### [Directions for this task]
In the records below, how many lines hold the string "please"? Give only the number.

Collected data

=== Begin Enclosure ===

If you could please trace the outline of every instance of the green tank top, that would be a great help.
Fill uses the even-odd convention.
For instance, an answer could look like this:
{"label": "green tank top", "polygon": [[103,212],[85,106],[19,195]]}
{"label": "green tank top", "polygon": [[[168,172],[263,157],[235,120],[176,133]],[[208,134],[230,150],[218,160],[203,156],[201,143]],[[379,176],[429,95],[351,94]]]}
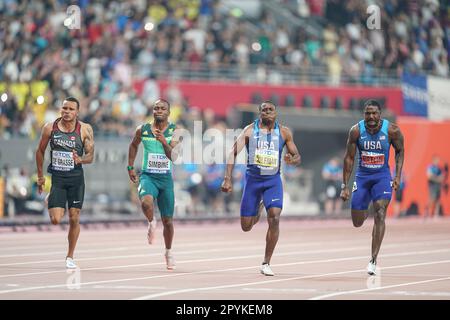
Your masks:
{"label": "green tank top", "polygon": [[[170,123],[164,131],[167,143],[172,141],[175,124]],[[156,140],[152,133],[152,125],[146,123],[141,128],[141,141],[144,145],[144,158],[142,160],[142,172],[162,176],[172,176],[172,161],[167,158],[162,143]]]}

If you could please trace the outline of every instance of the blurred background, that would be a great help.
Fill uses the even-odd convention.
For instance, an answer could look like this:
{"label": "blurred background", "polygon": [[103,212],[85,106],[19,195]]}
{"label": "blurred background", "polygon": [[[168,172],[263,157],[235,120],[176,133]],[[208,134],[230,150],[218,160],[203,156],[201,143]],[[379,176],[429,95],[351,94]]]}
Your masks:
{"label": "blurred background", "polygon": [[[82,221],[143,220],[128,145],[159,97],[171,121],[191,132],[201,121],[203,133],[243,128],[272,100],[303,160],[282,168],[283,215],[317,218],[349,217],[339,200],[348,131],[377,99],[405,136],[389,216],[428,212],[436,168],[439,212],[450,215],[448,1],[0,0],[0,40],[0,224],[48,222],[50,178],[39,195],[34,152],[67,96],[95,134]],[[191,143],[193,152],[208,145]],[[239,217],[245,167],[226,196],[223,171],[174,166],[175,217]]]}

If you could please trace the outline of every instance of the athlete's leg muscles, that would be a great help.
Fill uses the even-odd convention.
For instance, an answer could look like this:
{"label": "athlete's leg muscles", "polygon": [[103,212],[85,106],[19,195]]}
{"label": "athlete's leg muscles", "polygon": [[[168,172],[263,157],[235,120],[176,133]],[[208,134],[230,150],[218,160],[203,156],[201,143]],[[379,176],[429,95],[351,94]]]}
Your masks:
{"label": "athlete's leg muscles", "polygon": [[172,217],[161,217],[161,221],[164,226],[163,236],[164,236],[164,244],[166,245],[166,249],[172,248],[172,241],[174,235],[173,228],[173,218]]}
{"label": "athlete's leg muscles", "polygon": [[50,208],[48,214],[52,224],[59,224],[64,217],[65,208]]}
{"label": "athlete's leg muscles", "polygon": [[352,210],[353,226],[356,228],[361,227],[367,219],[368,214],[368,210]]}
{"label": "athlete's leg muscles", "polygon": [[153,196],[145,195],[141,198],[141,208],[148,222],[153,221],[154,201]]}
{"label": "athlete's leg muscles", "polygon": [[267,222],[269,223],[269,228],[266,234],[266,250],[264,254],[264,263],[270,263],[273,251],[278,242],[278,236],[280,234],[280,215],[281,208],[271,207],[267,211]]}
{"label": "athlete's leg muscles", "polygon": [[351,213],[354,227],[361,227],[368,216],[370,203],[369,182],[366,178],[356,177],[352,189]]}
{"label": "athlete's leg muscles", "polygon": [[372,261],[377,261],[378,253],[380,252],[381,242],[383,241],[386,230],[386,211],[390,200],[381,199],[373,202],[374,205],[374,225],[372,230]]}
{"label": "athlete's leg muscles", "polygon": [[75,246],[77,245],[78,236],[80,235],[80,209],[69,209],[69,234],[67,236],[69,240],[69,250],[67,251],[67,257],[73,258]]}
{"label": "athlete's leg muscles", "polygon": [[263,192],[263,184],[247,178],[241,200],[241,228],[250,231],[258,221],[258,209]]}
{"label": "athlete's leg muscles", "polygon": [[52,179],[52,188],[48,195],[48,214],[52,224],[59,224],[64,216],[67,203],[67,190],[63,188],[58,180]]}

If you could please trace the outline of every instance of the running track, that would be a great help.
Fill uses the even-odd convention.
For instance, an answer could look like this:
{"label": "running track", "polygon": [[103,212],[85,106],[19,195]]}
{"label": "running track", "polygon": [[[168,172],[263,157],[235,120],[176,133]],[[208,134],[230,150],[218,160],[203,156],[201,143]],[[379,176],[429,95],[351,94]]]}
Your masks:
{"label": "running track", "polygon": [[248,233],[238,223],[175,221],[177,269],[165,269],[162,226],[82,228],[66,271],[66,231],[0,229],[0,299],[450,300],[450,219],[386,221],[379,275],[368,277],[373,221],[283,220],[272,258],[259,273],[267,223]]}

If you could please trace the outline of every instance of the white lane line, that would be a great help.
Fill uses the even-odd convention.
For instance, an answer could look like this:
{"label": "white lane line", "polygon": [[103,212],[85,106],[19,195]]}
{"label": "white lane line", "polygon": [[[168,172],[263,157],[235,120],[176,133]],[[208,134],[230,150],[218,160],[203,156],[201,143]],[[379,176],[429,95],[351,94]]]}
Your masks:
{"label": "white lane line", "polygon": [[450,277],[431,279],[431,280],[423,280],[423,281],[406,282],[406,283],[394,284],[394,285],[390,285],[390,286],[381,286],[381,287],[376,287],[376,288],[367,288],[367,289],[360,289],[360,290],[350,290],[350,291],[335,292],[335,293],[324,294],[324,295],[321,295],[321,296],[313,297],[313,298],[310,298],[309,300],[322,300],[322,299],[342,296],[342,295],[346,295],[346,294],[362,293],[362,292],[369,292],[369,291],[376,291],[376,290],[384,290],[384,289],[390,289],[390,288],[398,288],[398,287],[404,287],[404,286],[411,286],[411,285],[415,285],[415,284],[423,284],[423,283],[438,282],[438,281],[445,281],[445,280],[450,280]]}
{"label": "white lane line", "polygon": [[[285,247],[288,246],[297,246],[295,244],[291,245],[285,245]],[[304,254],[311,254],[311,253],[336,253],[336,252],[345,252],[345,251],[355,251],[355,250],[363,250],[365,249],[365,246],[360,247],[350,247],[350,248],[339,248],[339,249],[328,249],[328,250],[309,250],[309,251],[291,251],[291,252],[280,252],[277,255],[278,256],[290,256],[290,255],[304,255]],[[209,250],[197,250],[197,251],[183,251],[180,253],[177,253],[178,255],[187,255],[192,253],[211,253],[211,252],[224,252],[224,251],[248,251],[253,249],[261,249],[263,250],[262,246],[258,247],[238,247],[238,248],[222,248],[222,249],[209,249]],[[448,250],[450,251],[450,249]],[[138,255],[139,257],[142,255]],[[143,255],[144,257],[151,257],[151,256],[161,256],[161,253],[153,253],[153,254],[146,254]],[[177,264],[184,264],[184,263],[196,263],[196,262],[213,262],[213,261],[227,261],[227,260],[240,260],[240,259],[252,259],[260,257],[261,254],[254,254],[254,255],[245,255],[245,256],[232,256],[232,257],[223,257],[223,258],[208,258],[208,259],[193,259],[193,260],[178,260]],[[108,260],[108,259],[118,259],[123,258],[126,256],[109,256],[104,258],[85,258],[85,259],[78,259],[77,261],[86,261],[86,260]],[[133,257],[133,256],[128,256]],[[58,262],[61,262],[61,260],[57,260]],[[122,269],[122,268],[132,268],[132,267],[144,267],[144,266],[155,266],[155,265],[163,265],[165,263],[163,262],[157,262],[157,263],[140,263],[140,264],[128,264],[128,265],[119,265],[119,266],[111,266],[111,267],[96,267],[96,268],[82,268],[82,271],[92,271],[92,270],[111,270],[111,269]],[[66,270],[57,270],[57,271],[44,271],[44,272],[33,272],[33,273],[19,273],[19,274],[7,274],[7,275],[1,275],[0,278],[9,278],[9,277],[19,277],[19,276],[31,276],[31,275],[40,275],[40,274],[51,274],[51,273],[65,273]]]}
{"label": "white lane line", "polygon": [[[417,251],[417,252],[402,252],[402,253],[396,253],[396,254],[389,254],[389,255],[382,255],[381,257],[397,257],[397,256],[408,256],[408,255],[419,255],[419,254],[430,254],[430,253],[436,253],[442,252],[442,251],[450,251],[448,250],[432,250],[432,251]],[[256,255],[255,255],[256,256]],[[260,256],[260,255],[258,255]],[[245,256],[238,257],[239,259],[242,259]],[[276,264],[273,266],[291,266],[291,265],[304,265],[304,264],[315,264],[315,263],[330,263],[330,262],[340,262],[340,261],[349,261],[349,260],[358,260],[367,258],[367,255],[364,256],[354,256],[354,257],[347,257],[347,258],[338,258],[338,259],[325,259],[325,260],[312,260],[312,261],[301,261],[301,262],[295,262],[295,263],[284,263],[284,264]],[[210,260],[210,261],[223,261],[223,260],[230,260],[230,259],[236,259],[236,258],[221,258],[221,259],[204,259],[204,260]],[[199,260],[193,260],[195,262],[199,262]],[[450,260],[446,260],[449,261]],[[185,263],[190,263],[191,261],[185,261]],[[438,263],[438,262],[435,262]],[[439,262],[441,263],[441,262]],[[418,264],[415,264],[418,265]],[[103,284],[103,283],[117,283],[117,282],[125,282],[125,281],[138,281],[138,280],[148,280],[148,279],[155,279],[155,278],[171,278],[171,277],[180,277],[180,276],[189,276],[194,274],[208,274],[208,273],[224,273],[228,271],[242,271],[242,270],[249,270],[249,269],[255,269],[256,266],[252,265],[249,267],[238,267],[238,268],[227,268],[227,269],[213,269],[213,270],[204,270],[204,271],[195,271],[195,272],[186,272],[186,273],[176,273],[176,274],[165,274],[165,275],[157,275],[157,276],[148,276],[148,277],[139,277],[139,278],[125,278],[125,279],[112,279],[112,280],[102,280],[102,281],[92,281],[92,282],[85,282],[85,283],[79,283],[80,287],[86,286],[86,285],[92,285],[92,284]],[[365,271],[365,270],[364,270]],[[345,271],[341,273],[330,273],[330,274],[324,274],[324,275],[313,275],[313,276],[304,276],[304,277],[295,277],[295,278],[289,278],[289,279],[279,279],[279,280],[272,280],[272,281],[262,281],[257,282],[259,283],[267,283],[267,282],[281,282],[281,281],[289,281],[291,279],[306,279],[306,278],[314,278],[314,277],[321,277],[321,276],[327,276],[327,275],[335,275],[335,274],[346,274],[349,272],[361,272],[361,270],[353,270],[353,271]],[[244,286],[248,284],[239,284],[239,285],[233,285],[233,286]],[[3,290],[0,291],[0,294],[6,294],[6,293],[13,293],[13,292],[25,292],[25,291],[32,291],[32,290],[41,290],[41,289],[54,289],[54,288],[62,288],[67,286],[67,284],[58,284],[58,285],[50,285],[50,286],[37,286],[37,287],[26,287],[26,288],[20,288],[15,290]],[[192,289],[189,289],[192,290]],[[194,291],[196,289],[193,289]],[[164,294],[163,294],[164,295]]]}
{"label": "white lane line", "polygon": [[[425,262],[425,263],[398,265],[398,266],[392,266],[392,267],[389,267],[389,268],[391,268],[391,269],[394,269],[394,268],[407,268],[407,267],[416,267],[416,266],[432,265],[432,264],[440,264],[440,263],[450,263],[450,260],[441,260],[441,261],[432,261],[432,262]],[[313,279],[313,278],[321,278],[321,277],[327,277],[327,276],[342,275],[342,274],[355,273],[355,272],[361,272],[361,271],[365,271],[365,269],[342,271],[342,272],[333,272],[333,273],[325,273],[325,274],[318,274],[318,275],[311,275],[311,276],[293,277],[293,278],[287,278],[287,279],[255,281],[255,282],[237,283],[237,284],[212,286],[212,287],[172,290],[172,291],[167,291],[167,292],[162,292],[162,293],[156,293],[156,294],[150,294],[150,295],[146,295],[146,296],[142,296],[142,297],[137,297],[137,298],[134,298],[132,300],[150,300],[150,299],[154,299],[154,298],[160,298],[160,297],[165,297],[165,296],[170,296],[170,295],[180,294],[180,293],[187,293],[187,292],[238,288],[238,287],[243,287],[243,286],[252,286],[252,285],[267,284],[267,283],[277,283],[277,282],[293,281],[293,280],[300,280],[300,279]],[[450,277],[441,278],[441,279],[434,279],[434,280],[419,281],[417,283],[441,281],[441,280],[447,280],[447,279],[450,279]],[[413,284],[413,283],[411,283],[411,284]],[[395,287],[395,286],[389,286],[389,287]],[[358,291],[358,290],[356,290],[356,291]],[[340,294],[340,293],[338,293],[338,294]]]}
{"label": "white lane line", "polygon": [[[261,243],[261,241],[249,241],[246,243]],[[127,242],[128,243],[128,242]],[[97,253],[97,252],[113,252],[113,251],[129,251],[129,250],[148,250],[149,245],[144,243],[144,241],[140,241],[141,245],[136,246],[114,246],[113,248],[94,248],[94,249],[80,249],[77,250],[76,253],[83,254],[83,253]],[[323,242],[320,242],[322,244]],[[120,243],[123,244],[123,241]],[[181,243],[177,245],[178,248],[185,248],[185,247],[198,247],[205,244],[205,241],[202,242],[191,242],[191,243]],[[212,241],[208,242],[208,245],[238,245],[242,244],[242,241]],[[111,243],[111,245],[114,245],[114,243]],[[81,245],[78,245],[81,246]],[[85,245],[83,245],[85,246]],[[29,247],[29,249],[34,249],[33,247]],[[36,248],[35,250],[41,250],[41,248]],[[0,258],[15,258],[15,257],[34,257],[34,256],[47,256],[47,255],[65,255],[67,251],[51,251],[51,252],[33,252],[33,253],[20,253],[20,254],[10,254],[10,255],[0,255]],[[53,260],[52,260],[53,261]],[[36,263],[36,262],[32,262]],[[0,266],[4,266],[4,264],[0,264]]]}
{"label": "white lane line", "polygon": [[[256,242],[259,242],[259,243],[261,243],[260,241],[255,241],[255,243]],[[346,241],[346,242],[348,242],[348,241]],[[339,242],[333,242],[333,244],[336,244],[336,243],[339,243]],[[353,242],[352,242],[353,243]],[[178,246],[178,248],[184,248],[184,247],[190,247],[190,246],[202,246],[202,245],[204,245],[205,243],[204,242],[197,242],[197,243],[193,243],[192,245],[187,245],[187,246],[185,246],[185,245],[180,245],[180,246]],[[216,242],[216,243],[213,243],[213,242],[211,242],[211,243],[208,243],[208,246],[211,246],[211,245],[214,245],[214,244],[220,244],[220,245],[227,245],[227,246],[229,246],[229,245],[231,245],[231,244],[242,244],[242,241],[235,241],[235,242],[221,242],[221,241],[218,241],[218,242]],[[280,248],[286,248],[286,247],[308,247],[308,246],[311,246],[311,245],[315,245],[315,244],[318,244],[318,245],[322,245],[322,244],[324,244],[323,242],[317,242],[317,243],[301,243],[301,244],[297,244],[297,243],[291,243],[291,244],[284,244],[284,245],[282,245],[282,246],[280,246]],[[446,241],[434,241],[434,242],[428,242],[428,243],[423,243],[423,242],[421,242],[421,241],[416,241],[416,242],[405,242],[405,243],[395,243],[395,244],[386,244],[385,246],[383,246],[383,248],[398,248],[398,247],[404,247],[404,246],[408,246],[408,247],[410,247],[410,246],[415,246],[415,245],[425,245],[425,246],[435,246],[435,245],[441,245],[441,244],[444,244],[444,245],[446,245],[446,244],[450,244],[450,240],[446,240]],[[246,243],[246,245],[248,245],[248,243]],[[263,244],[261,244],[261,246],[262,246]],[[88,249],[88,250],[83,250],[82,252],[77,252],[77,254],[79,254],[79,253],[95,253],[95,252],[113,252],[113,251],[128,251],[128,250],[130,250],[130,249],[132,249],[132,248],[134,248],[134,247],[118,247],[118,248],[110,248],[110,249],[102,249],[102,250],[97,250],[97,249],[93,249],[93,250],[91,250],[91,249]],[[147,247],[148,248],[148,247]],[[245,249],[245,247],[233,247],[233,248],[229,248],[229,249],[227,249],[227,250],[238,250],[238,248],[243,248],[243,249]],[[358,249],[360,249],[361,247],[353,247],[353,248],[358,248]],[[364,248],[366,248],[366,247],[364,247]],[[136,250],[146,250],[146,248],[145,247],[142,247],[141,249],[136,249]],[[208,250],[215,250],[215,249],[207,249],[207,251],[206,252],[208,252]],[[222,249],[218,249],[218,250],[222,250]],[[346,250],[346,249],[344,249],[344,250]],[[195,251],[193,251],[193,252],[195,252]],[[198,251],[198,252],[202,252],[202,251]],[[307,251],[308,252],[308,251]],[[325,252],[329,252],[329,251],[325,251]],[[316,253],[316,251],[309,251],[309,253]],[[320,253],[319,251],[317,251],[317,253]],[[66,252],[64,252],[64,253],[61,253],[62,255],[64,255],[65,256],[65,254],[66,254]],[[181,251],[181,254],[182,254],[182,251]],[[153,254],[153,255],[157,255],[156,253],[155,254]],[[90,260],[111,260],[111,259],[120,259],[121,257],[123,257],[123,256],[119,256],[119,255],[117,255],[117,256],[105,256],[105,257],[92,257],[92,258],[77,258],[76,260],[77,261],[90,261]],[[55,262],[60,262],[61,261],[61,259],[53,259],[53,260],[32,260],[32,261],[25,261],[25,262],[13,262],[13,263],[2,263],[2,264],[0,264],[0,267],[9,267],[9,266],[22,266],[22,265],[30,265],[30,264],[42,264],[42,263],[55,263]]]}

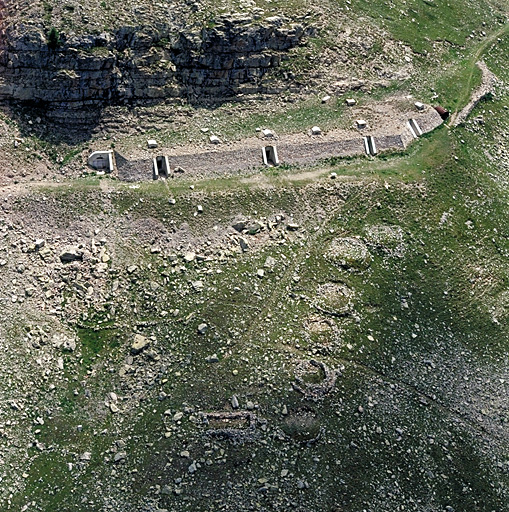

=== End Enclosure ===

### [Solved exercise]
5